▶ Supplied entries:
-- Opening Marker --
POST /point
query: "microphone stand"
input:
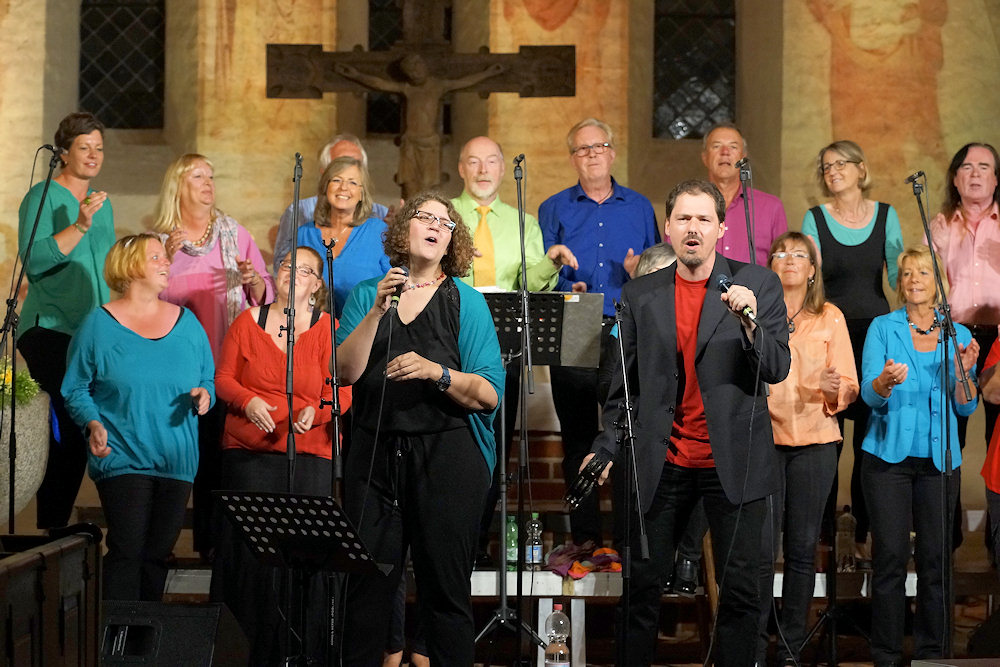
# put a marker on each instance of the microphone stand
(9, 331)
(504, 616)
(289, 330)
(633, 499)
(948, 340)
(746, 178)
-- Closing Marker --
With the pictures set aside, write out the whole listing exactly.

▶ Solution for this problem:
POST /point
query: "microphone stand"
input:
# put a marker on each instance of the microphone stand
(9, 331)
(504, 616)
(289, 330)
(633, 499)
(948, 340)
(746, 178)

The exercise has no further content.